• _TASK TO CARRY OUT_
Reproduce, word for word, the lines below, everything from the line containing "Reviewer note: confirm that every instance of the red" down to the last line, with both ends included.

[Lines from a pointing dataset]
::::::::::

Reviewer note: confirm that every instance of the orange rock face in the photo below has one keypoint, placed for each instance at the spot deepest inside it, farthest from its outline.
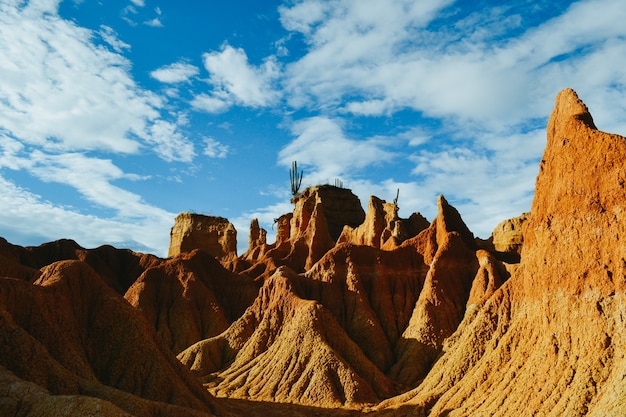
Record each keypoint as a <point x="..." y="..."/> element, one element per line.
<point x="344" y="311"/>
<point x="72" y="335"/>
<point x="550" y="341"/>
<point x="214" y="235"/>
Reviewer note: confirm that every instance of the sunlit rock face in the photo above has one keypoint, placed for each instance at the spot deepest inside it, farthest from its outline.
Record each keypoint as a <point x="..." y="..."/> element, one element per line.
<point x="344" y="311"/>
<point x="550" y="341"/>
<point x="214" y="235"/>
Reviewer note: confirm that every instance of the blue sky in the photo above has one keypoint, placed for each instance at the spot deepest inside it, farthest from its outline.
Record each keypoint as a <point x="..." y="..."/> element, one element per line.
<point x="117" y="115"/>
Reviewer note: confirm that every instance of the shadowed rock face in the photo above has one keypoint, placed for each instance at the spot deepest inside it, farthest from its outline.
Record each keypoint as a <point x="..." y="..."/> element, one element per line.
<point x="190" y="298"/>
<point x="551" y="339"/>
<point x="71" y="334"/>
<point x="344" y="310"/>
<point x="214" y="235"/>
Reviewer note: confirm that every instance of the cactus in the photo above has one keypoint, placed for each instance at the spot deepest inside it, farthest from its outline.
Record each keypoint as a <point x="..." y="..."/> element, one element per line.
<point x="295" y="178"/>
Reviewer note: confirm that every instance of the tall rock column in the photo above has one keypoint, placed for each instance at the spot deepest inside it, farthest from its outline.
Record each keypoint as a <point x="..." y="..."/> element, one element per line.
<point x="214" y="235"/>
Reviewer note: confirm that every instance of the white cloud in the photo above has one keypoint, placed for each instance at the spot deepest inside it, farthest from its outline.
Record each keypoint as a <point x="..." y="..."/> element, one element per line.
<point x="62" y="92"/>
<point x="175" y="73"/>
<point x="233" y="77"/>
<point x="216" y="103"/>
<point x="487" y="80"/>
<point x="110" y="36"/>
<point x="25" y="216"/>
<point x="92" y="177"/>
<point x="320" y="142"/>
<point x="67" y="107"/>
<point x="155" y="23"/>
<point x="480" y="69"/>
<point x="215" y="149"/>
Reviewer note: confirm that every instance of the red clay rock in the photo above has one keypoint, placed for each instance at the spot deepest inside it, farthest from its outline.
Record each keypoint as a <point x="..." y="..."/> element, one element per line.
<point x="287" y="349"/>
<point x="214" y="235"/>
<point x="551" y="340"/>
<point x="441" y="304"/>
<point x="190" y="298"/>
<point x="382" y="227"/>
<point x="71" y="334"/>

::::::::::

• _EXERCISE RESPONSE_
Reviewer note: confirm that every instance of the red clay rock in the photo above has one keypoint, placed for each instance at the spot deepest inside it, farthest from its outline.
Record each keypoint as a <point x="..." y="..."/> element, one element per line.
<point x="287" y="349"/>
<point x="214" y="235"/>
<point x="551" y="340"/>
<point x="441" y="304"/>
<point x="190" y="298"/>
<point x="382" y="227"/>
<point x="71" y="334"/>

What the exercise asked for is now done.